▶ Given entries:
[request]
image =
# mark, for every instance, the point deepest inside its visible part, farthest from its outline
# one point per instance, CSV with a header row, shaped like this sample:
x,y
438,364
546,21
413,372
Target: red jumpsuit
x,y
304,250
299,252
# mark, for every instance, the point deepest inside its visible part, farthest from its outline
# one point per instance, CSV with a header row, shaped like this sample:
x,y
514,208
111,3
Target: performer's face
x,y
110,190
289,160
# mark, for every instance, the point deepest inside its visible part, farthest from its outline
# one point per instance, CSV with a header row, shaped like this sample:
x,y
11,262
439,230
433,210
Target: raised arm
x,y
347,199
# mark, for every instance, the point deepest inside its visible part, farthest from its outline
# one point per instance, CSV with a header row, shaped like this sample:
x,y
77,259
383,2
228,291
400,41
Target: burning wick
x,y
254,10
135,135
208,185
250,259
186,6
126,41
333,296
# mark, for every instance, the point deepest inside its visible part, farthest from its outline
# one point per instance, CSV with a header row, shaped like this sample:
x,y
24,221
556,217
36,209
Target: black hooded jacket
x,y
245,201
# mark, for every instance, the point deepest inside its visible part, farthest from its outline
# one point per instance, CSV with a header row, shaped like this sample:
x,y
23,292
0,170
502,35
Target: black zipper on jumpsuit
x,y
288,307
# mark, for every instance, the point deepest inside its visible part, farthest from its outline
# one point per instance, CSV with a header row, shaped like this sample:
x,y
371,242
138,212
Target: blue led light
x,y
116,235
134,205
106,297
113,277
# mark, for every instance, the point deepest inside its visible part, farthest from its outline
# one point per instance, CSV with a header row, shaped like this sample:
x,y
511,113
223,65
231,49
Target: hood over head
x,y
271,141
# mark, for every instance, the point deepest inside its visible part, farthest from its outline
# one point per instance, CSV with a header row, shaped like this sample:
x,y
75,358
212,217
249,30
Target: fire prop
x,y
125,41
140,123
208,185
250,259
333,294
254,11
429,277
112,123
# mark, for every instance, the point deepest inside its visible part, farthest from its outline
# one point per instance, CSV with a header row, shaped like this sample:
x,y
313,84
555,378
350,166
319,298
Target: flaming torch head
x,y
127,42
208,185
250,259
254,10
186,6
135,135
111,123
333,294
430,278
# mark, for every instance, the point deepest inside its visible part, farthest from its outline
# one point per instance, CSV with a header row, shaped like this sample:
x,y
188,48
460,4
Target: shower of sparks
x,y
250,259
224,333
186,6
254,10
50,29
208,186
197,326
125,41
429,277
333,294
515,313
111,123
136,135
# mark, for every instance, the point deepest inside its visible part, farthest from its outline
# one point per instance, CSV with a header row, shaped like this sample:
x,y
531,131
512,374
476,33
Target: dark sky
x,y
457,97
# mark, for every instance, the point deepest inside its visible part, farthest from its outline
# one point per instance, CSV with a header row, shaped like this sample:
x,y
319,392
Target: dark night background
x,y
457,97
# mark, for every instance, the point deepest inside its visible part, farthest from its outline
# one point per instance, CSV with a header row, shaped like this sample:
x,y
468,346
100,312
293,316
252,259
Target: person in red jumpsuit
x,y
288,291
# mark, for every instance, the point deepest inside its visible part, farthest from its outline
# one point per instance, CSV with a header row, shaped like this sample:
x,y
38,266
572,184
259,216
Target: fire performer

▶ Brief:
Please output the entries above, every line exactly as it reads.

▶ Complete output:
[request]
image =
# mark, for every instance, the point deepest inside its visible part, farthest from its outline
# one point per instance, CSV with a header row, shaped like this sample:
x,y
438,364
546,21
413,372
Target: red jumpsuit
x,y
304,250
299,252
# mark, for every instance, the point deepest inside its visible part, farthest from its outline
# one point per instance, CSV with a header row, shaped like this sample:
x,y
514,208
111,3
Target: performer's face
x,y
110,190
289,160
# mark, for every instance, the point deepest inside its visible part, farthest from its outline
# one point per instance, CSV with a header row, shaped like this sample:
x,y
11,262
439,230
433,210
Target: raised arm
x,y
347,199
# mark, for every instance, the point deepest inside its visible part, farthest from its outline
# one point per instance, CSV with a header row, shaped like this sample:
x,y
77,259
383,2
228,291
400,41
Target: burning wick
x,y
254,10
135,135
208,185
250,259
186,6
126,41
333,296
# mark, for every instance, the point deepest inside its visible part, farthest from its outline
# one point per instance, CSV with a header row, shaped like this sample:
x,y
24,221
556,217
36,209
Target: black hooded jacket
x,y
245,201
# mark, for every instance, the point deepest inside its visible part, farthest from its outline
# one point per instance, CSV with a header row, shaped like this sample:
x,y
23,292
0,170
502,35
Target: black zipper on jumpsuit
x,y
288,307
# mark, for every instance, the point deepest inside its visible part, farthest from its outline
# one point per instance, CSV with a header row, shaped like this sample:
x,y
371,242
138,212
Target: blue led light
x,y
116,235
134,205
106,297
113,277
# mark, for every instance, the point deepest inside its visible part, farthest from its outline
# one point per instance, CSV with a header row, shaped like this sample:
x,y
511,113
223,65
231,49
Target: hood over head
x,y
271,141
# mark, for every instance, the point deepest inside its visible part, farthest from its outline
# one point per instance, CSV with a header row, shaped like this sample:
x,y
75,358
212,217
249,30
Target: fire prop
x,y
125,41
140,123
208,185
250,259
333,294
254,11
429,277
112,123
# mark, for every instance, the point deepest inside its visible part, farthest from its outline
# one point per instance, CSV with a header row, shaped like this sample:
x,y
313,84
555,378
350,166
319,298
Target: flaming torch head
x,y
127,42
208,185
250,259
254,10
186,6
135,135
111,123
333,294
430,278
# mark, for every instance, the point deepest inside its visible part, farthest from its outline
# one point per instance, CSV with a header row, shaped like this sample:
x,y
188,48
460,4
Target: shower of sparks
x,y
250,259
224,333
186,6
254,10
50,29
208,186
197,326
125,41
429,277
333,294
515,313
111,123
136,135
# mark, for every instance, the point deepest inside its visible part, farthest from its outline
# one point per instance, CSV with a header row, shaped like this sample:
x,y
531,131
512,374
476,33
Target: dark sky
x,y
457,97
# mark, for every instance, the point deepest inside its visible part, farthest from its outline
# one point per instance, CSV with a header row, shaped like this sample:
x,y
319,392
Target: dark night background
x,y
457,97
# mark, for every instance, the point deepest inside its visible part, farthest from its outline
# one point per instance, CSV with a header row, shaped like this sample:
x,y
468,346
100,312
293,316
252,259
Target: person in red jumpsuit
x,y
288,291
# mark, for every instance, the point deepest inside its visible part, farthest from its outline
# one point per instance, CSV with a header row, shaped like this sample:
x,y
38,266
572,184
259,216
Target: fire performer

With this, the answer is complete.